**Set exercise**
Revise the items below, putting "bird survey" in place of every "wildlife monitoring" and changing nothing else. Leave the pictures out of your answer.

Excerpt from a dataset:
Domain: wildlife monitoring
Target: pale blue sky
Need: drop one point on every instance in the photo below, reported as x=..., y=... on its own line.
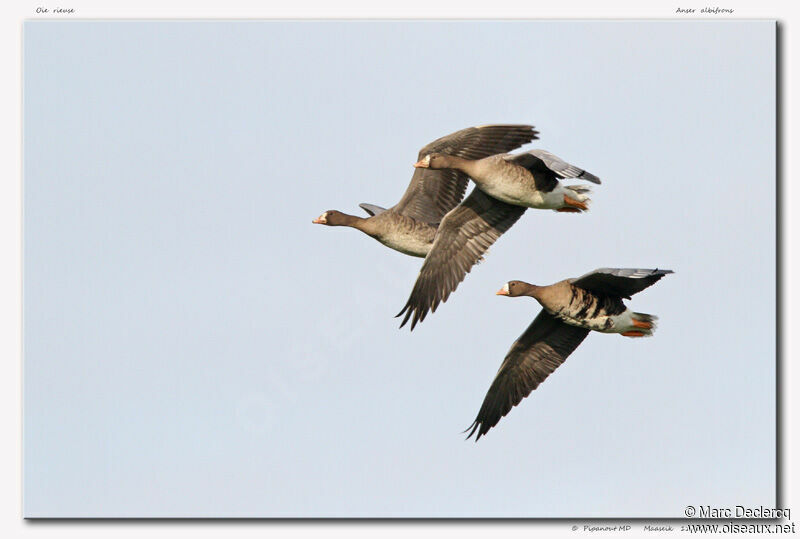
x=194, y=346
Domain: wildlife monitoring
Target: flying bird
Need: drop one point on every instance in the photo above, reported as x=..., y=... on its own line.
x=505, y=186
x=410, y=226
x=570, y=309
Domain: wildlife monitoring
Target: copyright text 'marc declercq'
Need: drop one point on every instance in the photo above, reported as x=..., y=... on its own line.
x=739, y=511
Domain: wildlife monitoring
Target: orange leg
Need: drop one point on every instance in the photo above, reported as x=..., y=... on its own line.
x=633, y=334
x=575, y=204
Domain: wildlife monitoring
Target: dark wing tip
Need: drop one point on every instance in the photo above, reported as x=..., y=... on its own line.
x=472, y=428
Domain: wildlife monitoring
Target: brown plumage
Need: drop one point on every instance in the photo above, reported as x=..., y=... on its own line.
x=506, y=185
x=410, y=226
x=571, y=308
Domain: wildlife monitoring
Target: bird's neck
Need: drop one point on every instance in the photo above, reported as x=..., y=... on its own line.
x=458, y=163
x=354, y=221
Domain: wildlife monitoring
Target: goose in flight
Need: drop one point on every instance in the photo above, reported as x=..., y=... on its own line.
x=410, y=226
x=570, y=309
x=505, y=186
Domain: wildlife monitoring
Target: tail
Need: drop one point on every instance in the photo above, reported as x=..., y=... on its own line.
x=642, y=325
x=576, y=200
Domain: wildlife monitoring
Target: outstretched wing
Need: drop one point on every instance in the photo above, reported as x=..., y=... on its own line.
x=561, y=168
x=433, y=193
x=621, y=282
x=461, y=240
x=539, y=351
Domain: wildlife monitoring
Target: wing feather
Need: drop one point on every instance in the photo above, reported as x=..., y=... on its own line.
x=622, y=282
x=464, y=235
x=539, y=351
x=433, y=193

**Correct result**
Domain: bird survey
Target: pale blue sky
Need: drop one point on every instance in the photo below, reported as x=..., y=... on its own line.
x=194, y=346
Domain: bird survey
Target: flying bird
Need: drop one point on every instance in the photo above, reported as x=..., y=... on its own line.
x=505, y=186
x=410, y=226
x=570, y=309
Domain: bird survey
Target: copyright text 'marc declercq'
Need: drop one point on every instance in the photo above, reported as x=..., y=... on its own line.
x=739, y=511
Domain: bird survey
Target: orange leg
Need: drop one point on every instance in the photo above, reported as x=..., y=... on its own line.
x=633, y=334
x=575, y=204
Domain: bird survey
Target: dark wing tip
Need: drop one point on every instance in the photo above, reported as x=..., y=... on its own line.
x=472, y=428
Domain: bird survey
Target: brown plumage
Need: drop one point on every instance in the photo above, reported as x=..., y=... on its own line.
x=506, y=185
x=410, y=226
x=571, y=308
Domain: bird survey
Target: bird's neck
Need: drop one point on every instance in the photo above, reported as x=..., y=... on its own line.
x=458, y=163
x=354, y=221
Domain: bird survey
Target: goose in flight
Need: drop one point on every instance in the photo above, reported as x=..., y=... on its own line.
x=410, y=226
x=570, y=309
x=505, y=186
Domain: bird survey
Target: tail
Need: drop one point on every instance in the photo above, reported as x=..., y=... on its own line.
x=642, y=325
x=576, y=200
Domain: bird survey
Target: outstretched wing
Need: drop one point on every instance in the photo above, reported as x=..., y=... on its own line.
x=561, y=168
x=433, y=193
x=621, y=282
x=461, y=240
x=539, y=351
Domain: bird survey
Target: wing feather
Need: drop one point on every instance in the photo above, reported as x=..., y=... on its own line.
x=622, y=282
x=464, y=235
x=539, y=351
x=433, y=193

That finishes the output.